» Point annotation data

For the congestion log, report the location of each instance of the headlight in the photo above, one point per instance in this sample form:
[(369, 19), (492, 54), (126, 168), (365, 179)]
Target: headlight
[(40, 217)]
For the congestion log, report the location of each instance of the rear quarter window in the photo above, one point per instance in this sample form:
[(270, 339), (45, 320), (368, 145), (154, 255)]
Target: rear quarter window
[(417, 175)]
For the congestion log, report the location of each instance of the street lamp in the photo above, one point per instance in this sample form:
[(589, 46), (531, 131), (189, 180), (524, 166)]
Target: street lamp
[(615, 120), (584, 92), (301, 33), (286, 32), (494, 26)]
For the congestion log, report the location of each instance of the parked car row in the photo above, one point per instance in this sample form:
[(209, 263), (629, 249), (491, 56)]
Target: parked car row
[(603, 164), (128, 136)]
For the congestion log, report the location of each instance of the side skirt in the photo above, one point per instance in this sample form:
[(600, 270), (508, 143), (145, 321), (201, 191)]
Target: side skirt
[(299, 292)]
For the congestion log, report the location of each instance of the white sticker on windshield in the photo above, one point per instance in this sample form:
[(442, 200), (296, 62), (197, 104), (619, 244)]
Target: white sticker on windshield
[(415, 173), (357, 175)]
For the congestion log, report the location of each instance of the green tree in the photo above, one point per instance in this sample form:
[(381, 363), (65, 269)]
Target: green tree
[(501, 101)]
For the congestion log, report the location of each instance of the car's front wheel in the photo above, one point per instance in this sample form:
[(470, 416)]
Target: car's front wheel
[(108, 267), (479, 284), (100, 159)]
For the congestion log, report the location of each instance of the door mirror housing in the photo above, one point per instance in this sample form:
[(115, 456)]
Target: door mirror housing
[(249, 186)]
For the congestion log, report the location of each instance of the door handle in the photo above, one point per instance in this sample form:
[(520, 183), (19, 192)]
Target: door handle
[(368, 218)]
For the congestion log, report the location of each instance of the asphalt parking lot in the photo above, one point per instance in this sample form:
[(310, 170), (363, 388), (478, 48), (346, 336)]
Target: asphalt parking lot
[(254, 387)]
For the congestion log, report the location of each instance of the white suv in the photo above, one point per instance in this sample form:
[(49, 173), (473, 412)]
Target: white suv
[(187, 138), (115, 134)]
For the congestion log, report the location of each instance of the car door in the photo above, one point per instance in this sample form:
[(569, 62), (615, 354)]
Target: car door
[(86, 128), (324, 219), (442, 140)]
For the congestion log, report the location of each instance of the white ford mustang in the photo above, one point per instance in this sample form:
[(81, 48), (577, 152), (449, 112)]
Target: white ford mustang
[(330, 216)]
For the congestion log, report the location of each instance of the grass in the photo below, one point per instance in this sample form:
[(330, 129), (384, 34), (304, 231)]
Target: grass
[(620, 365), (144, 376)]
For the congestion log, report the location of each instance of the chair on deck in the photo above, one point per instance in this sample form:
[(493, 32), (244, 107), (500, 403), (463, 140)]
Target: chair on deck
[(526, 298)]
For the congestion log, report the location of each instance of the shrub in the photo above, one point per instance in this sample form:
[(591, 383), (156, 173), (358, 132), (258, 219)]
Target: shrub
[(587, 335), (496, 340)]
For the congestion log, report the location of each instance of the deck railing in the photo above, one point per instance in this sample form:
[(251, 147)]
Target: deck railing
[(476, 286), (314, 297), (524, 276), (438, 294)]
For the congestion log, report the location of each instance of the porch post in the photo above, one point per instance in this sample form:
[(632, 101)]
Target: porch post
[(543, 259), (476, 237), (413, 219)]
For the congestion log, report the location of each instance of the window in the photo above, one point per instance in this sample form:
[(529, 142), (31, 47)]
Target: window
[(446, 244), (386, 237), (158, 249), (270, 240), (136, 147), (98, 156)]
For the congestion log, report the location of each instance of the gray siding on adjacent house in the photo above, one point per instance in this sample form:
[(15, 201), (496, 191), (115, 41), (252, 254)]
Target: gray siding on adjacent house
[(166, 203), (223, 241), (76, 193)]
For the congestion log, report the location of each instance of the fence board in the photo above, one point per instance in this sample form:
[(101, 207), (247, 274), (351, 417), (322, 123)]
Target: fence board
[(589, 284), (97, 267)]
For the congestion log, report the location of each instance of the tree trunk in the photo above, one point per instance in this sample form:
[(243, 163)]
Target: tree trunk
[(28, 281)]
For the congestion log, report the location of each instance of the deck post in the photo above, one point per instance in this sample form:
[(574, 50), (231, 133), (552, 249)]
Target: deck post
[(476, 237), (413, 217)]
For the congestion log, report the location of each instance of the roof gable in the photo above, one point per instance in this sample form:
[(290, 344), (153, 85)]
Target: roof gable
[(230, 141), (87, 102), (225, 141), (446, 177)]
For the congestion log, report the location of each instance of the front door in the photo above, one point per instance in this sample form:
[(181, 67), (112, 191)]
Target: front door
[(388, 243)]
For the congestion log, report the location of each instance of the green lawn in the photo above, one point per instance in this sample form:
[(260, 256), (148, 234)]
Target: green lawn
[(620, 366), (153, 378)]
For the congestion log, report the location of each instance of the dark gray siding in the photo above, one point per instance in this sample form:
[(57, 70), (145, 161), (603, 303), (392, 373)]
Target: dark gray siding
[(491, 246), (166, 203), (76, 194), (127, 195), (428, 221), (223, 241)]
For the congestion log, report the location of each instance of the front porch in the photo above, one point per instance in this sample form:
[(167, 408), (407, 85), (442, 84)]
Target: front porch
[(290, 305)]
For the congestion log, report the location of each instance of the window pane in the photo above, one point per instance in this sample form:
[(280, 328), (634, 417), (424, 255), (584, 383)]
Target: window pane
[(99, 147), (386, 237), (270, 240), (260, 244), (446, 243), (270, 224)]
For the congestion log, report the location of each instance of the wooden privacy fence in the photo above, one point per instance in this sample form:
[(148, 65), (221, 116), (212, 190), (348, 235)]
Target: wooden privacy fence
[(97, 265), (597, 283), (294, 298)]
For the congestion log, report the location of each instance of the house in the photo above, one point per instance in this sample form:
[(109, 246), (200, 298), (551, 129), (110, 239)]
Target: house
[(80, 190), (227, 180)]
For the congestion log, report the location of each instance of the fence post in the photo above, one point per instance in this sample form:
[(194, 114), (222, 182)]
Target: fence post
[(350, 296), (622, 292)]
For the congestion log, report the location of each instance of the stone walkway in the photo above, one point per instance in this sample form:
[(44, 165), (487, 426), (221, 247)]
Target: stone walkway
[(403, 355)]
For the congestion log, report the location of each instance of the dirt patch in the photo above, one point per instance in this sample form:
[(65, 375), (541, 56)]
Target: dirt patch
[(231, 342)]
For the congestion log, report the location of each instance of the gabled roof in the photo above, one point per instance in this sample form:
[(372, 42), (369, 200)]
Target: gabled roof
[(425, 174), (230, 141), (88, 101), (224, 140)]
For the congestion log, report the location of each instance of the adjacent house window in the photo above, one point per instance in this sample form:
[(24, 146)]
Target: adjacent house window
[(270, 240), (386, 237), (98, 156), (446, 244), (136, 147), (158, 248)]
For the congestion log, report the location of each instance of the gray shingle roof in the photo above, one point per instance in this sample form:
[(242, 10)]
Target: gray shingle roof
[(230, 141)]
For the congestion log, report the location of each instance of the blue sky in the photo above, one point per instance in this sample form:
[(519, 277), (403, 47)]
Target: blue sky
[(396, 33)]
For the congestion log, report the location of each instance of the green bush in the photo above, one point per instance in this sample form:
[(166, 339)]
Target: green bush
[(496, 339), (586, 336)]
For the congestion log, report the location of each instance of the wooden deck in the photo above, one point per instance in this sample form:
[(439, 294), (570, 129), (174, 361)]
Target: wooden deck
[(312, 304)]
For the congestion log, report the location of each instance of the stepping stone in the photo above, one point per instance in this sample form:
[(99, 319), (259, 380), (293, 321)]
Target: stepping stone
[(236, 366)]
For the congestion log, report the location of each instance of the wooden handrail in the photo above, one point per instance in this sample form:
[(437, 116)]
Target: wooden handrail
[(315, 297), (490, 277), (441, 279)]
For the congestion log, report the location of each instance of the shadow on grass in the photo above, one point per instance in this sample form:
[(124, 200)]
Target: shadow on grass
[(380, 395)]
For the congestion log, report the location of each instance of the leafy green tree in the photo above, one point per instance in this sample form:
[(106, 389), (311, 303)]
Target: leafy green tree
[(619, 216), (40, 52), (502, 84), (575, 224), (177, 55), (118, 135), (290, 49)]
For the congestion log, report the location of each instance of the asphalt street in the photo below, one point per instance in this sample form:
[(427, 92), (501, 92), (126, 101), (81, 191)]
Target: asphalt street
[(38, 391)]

» SHORT EXERCISE
Reproduce the data above verbatim, from its first line through the line that contains "[(40, 217)]", including both of those lines.

» RESPONSE BELOW
For the congestion log, report the location of each instance of the headlight in the photo above, one point per instance in this sample form:
[(369, 19), (492, 54), (126, 168), (365, 179)]
Target: headlight
[(40, 217)]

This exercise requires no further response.